• **INSTRUCTIONS FOR THE TASK**
Reproduce, word for word, the passage of the wheeled skate text starting at "The wheeled skate can have" and ending at "of the chassis.".

• **READING TEXT**
#####

The wheeled skate can have a chassis comprising a longitudinal
axis, a medial side, and a rotatable brake pad mounted to a brake
pad support. The rotatable brake pad can include a peripheral
portion which is orientated to engage a skating surface supporting
the wheeled skate when the medial side of the wheeled skate is
inclined inwardly. The rotatable brake pad can be configured for
rotation during braking mode such that a surface of the peripheral
portion of the rotatable brake pad rotates substantially
transversely with respect to the longitudinal axis of the wheeled
skate when the medial side of the wheeled skate is inclined
inwardly, and contact is made with the skating surface. The
rotatable brake pad can be located exterior to the medial side of
the chassis, and at least a portion of the peripheral portion of
the rotatable brake pad can bear against a portion of the chassis.
The chassis can further include a removable and renewable wear
surface, and the wear surface can bear against the peripheral
portion of the rotatable brake pad.
The wheeled skate can comprise a chassis having a medial side, and
an article of footwear. The wheeled skate can further comprise a
rotatable brake pad including a peripheral portion which is
orientated to engage a skating surface supporting the wheeled skate
when the medial side of the wheeled skate is inclined inwardly. The
rotatable brake pad can be located exterior to the medial side of
the chassis. The wheeled skate and the article of footwear can
further comprise means for removably securing the article of
footwear to the wheeled skate comprising a footwear portion of
locking mechanism assembly secured to the article of footwear, and
the chassis can comprise a compatible skate portion of locking
mechanism assembly. The footwear portion of locking mechanism
assembly can comprise a bicycle cleat portion of a bicycle cleat
locking apparatus. The article of footwear can be removably secured
in functional relation to a bicycle pedal including a compatible
pedal portion of bicycle cleat locking apparatus, and
alternatively, to the chassis of the wheeled skate comprising the
compatible skate portion of locking mechanism assembly.

#####

(Point annotation records)
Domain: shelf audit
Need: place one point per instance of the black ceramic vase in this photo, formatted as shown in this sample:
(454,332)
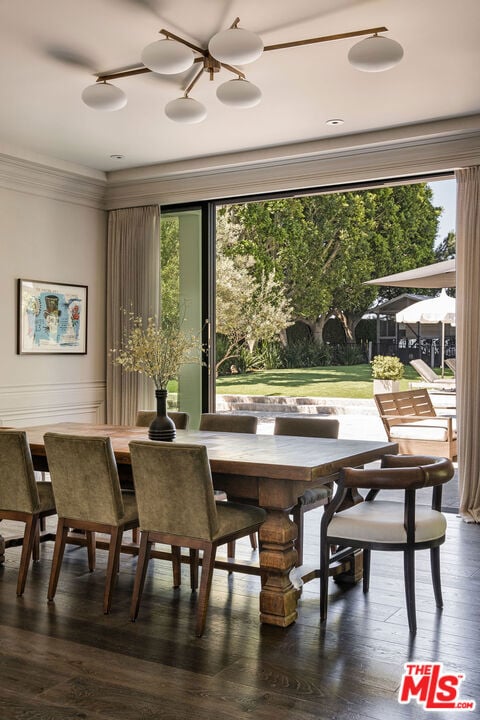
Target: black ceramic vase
(162,427)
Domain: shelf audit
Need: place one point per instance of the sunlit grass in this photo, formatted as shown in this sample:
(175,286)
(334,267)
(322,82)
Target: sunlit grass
(354,381)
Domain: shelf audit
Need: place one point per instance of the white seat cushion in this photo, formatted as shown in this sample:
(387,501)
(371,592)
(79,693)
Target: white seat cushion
(431,429)
(382,521)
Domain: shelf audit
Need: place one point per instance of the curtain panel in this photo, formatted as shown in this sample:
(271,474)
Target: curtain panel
(468,333)
(133,285)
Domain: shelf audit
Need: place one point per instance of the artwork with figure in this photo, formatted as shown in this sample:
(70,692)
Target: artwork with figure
(52,317)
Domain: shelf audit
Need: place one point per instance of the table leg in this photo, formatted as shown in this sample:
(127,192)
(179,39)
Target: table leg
(278,597)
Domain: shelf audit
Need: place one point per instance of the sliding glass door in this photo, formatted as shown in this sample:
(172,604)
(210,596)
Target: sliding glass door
(184,295)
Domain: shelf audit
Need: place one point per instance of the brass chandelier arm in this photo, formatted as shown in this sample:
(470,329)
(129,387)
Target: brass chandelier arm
(103,77)
(179,39)
(234,70)
(194,82)
(325,38)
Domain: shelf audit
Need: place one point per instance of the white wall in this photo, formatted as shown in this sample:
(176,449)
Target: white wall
(52,227)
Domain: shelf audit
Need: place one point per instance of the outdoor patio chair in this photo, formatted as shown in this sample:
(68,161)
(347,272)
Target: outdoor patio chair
(385,525)
(452,364)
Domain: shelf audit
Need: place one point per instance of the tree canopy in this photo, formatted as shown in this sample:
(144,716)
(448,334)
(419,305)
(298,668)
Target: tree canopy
(320,249)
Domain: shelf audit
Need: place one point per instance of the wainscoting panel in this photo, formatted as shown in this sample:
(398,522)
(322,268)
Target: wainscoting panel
(63,402)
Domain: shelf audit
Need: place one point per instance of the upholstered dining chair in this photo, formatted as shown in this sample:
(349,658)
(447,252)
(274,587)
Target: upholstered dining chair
(88,497)
(315,497)
(162,471)
(180,419)
(216,422)
(387,525)
(22,499)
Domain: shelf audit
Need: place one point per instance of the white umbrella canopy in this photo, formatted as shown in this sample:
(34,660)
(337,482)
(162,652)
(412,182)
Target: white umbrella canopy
(438,275)
(440,309)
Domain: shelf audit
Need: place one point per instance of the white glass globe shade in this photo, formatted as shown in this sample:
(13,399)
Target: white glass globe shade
(236,46)
(239,93)
(185,110)
(104,96)
(375,54)
(167,57)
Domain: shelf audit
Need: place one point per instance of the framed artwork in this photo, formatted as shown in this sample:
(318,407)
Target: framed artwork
(52,318)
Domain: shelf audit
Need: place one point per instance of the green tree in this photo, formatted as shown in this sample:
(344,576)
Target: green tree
(248,308)
(447,249)
(322,248)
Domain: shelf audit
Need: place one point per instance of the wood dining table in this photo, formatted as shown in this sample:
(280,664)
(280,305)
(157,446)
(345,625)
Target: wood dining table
(271,471)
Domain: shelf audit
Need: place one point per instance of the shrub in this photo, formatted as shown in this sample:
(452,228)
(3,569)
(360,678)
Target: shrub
(387,367)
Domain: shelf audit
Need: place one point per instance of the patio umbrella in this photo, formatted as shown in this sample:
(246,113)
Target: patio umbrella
(439,275)
(440,309)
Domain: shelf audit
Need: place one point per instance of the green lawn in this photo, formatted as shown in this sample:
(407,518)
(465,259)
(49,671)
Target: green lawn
(354,381)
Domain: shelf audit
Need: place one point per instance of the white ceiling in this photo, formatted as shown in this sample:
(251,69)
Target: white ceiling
(50,50)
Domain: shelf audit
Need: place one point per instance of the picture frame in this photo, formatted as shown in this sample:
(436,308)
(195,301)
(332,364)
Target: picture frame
(52,318)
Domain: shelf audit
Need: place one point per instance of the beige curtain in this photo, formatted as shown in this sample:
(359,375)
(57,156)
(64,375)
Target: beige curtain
(468,341)
(133,284)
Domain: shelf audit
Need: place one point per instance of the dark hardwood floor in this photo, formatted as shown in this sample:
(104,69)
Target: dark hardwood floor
(66,660)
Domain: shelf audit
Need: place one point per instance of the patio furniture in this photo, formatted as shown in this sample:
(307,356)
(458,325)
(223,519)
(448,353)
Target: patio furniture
(318,497)
(162,472)
(410,420)
(452,364)
(389,526)
(21,498)
(88,497)
(430,377)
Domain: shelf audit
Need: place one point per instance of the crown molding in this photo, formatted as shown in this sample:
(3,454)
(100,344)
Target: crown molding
(431,147)
(37,178)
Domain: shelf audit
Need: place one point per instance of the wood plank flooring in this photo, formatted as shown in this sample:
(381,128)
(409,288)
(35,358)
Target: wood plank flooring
(66,660)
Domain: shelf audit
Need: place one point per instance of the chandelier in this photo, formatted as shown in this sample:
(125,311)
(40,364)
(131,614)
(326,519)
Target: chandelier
(227,49)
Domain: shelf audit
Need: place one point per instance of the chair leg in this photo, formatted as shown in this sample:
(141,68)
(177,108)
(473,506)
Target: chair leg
(140,575)
(91,547)
(36,543)
(297,513)
(436,580)
(409,572)
(324,575)
(60,540)
(116,535)
(31,529)
(194,558)
(176,565)
(208,561)
(366,569)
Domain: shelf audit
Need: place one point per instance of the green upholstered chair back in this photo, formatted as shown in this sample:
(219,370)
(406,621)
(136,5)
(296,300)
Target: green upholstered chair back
(306,427)
(84,477)
(145,418)
(18,489)
(228,423)
(174,490)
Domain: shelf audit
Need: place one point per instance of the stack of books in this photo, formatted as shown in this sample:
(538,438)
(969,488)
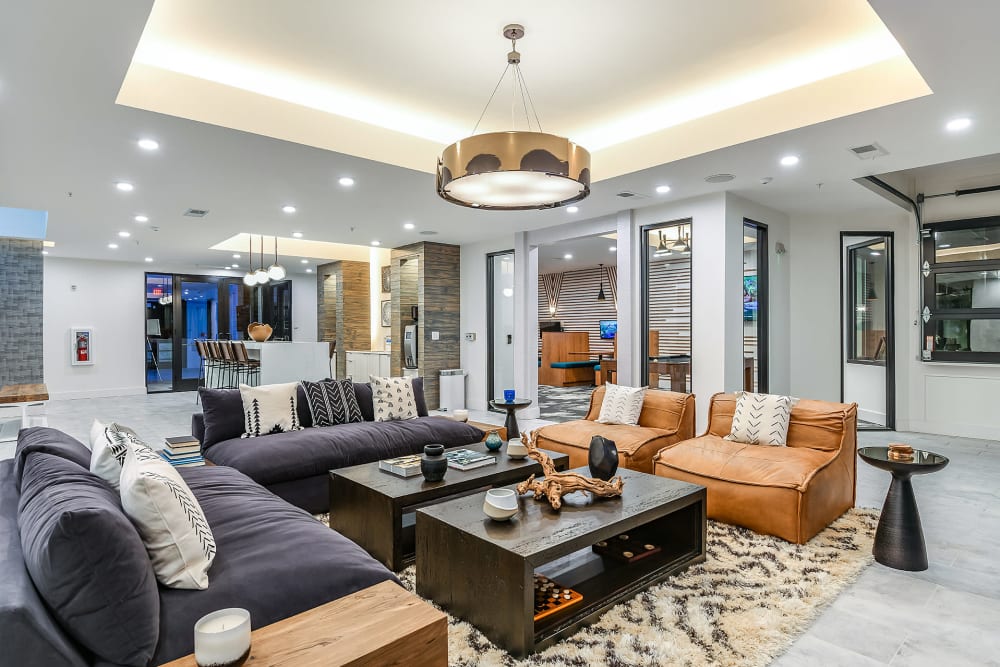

#####

• **SOLUTION BELOW**
The wheeled skate can have a chassis comprising a longitudinal
axis, a medial side, and a rotatable brake pad mounted to a brake
pad support. The rotatable brake pad can include a peripheral
portion which is orientated to engage a skating surface supporting
the wheeled skate when the medial side of the wheeled skate is
inclined inwardly. The rotatable brake pad can be configured for
rotation during braking mode such that a surface of the peripheral
portion of the rotatable brake pad rotates substantially
transversely with respect to the longitudinal axis of the wheeled
skate when the medial side of the wheeled skate is inclined
inwardly, and contact is made with the skating surface. The
rotatable brake pad can be located exterior to the medial side of
the chassis, and at least a portion of the peripheral portion of
the rotatable brake pad can bear against a portion of the chassis.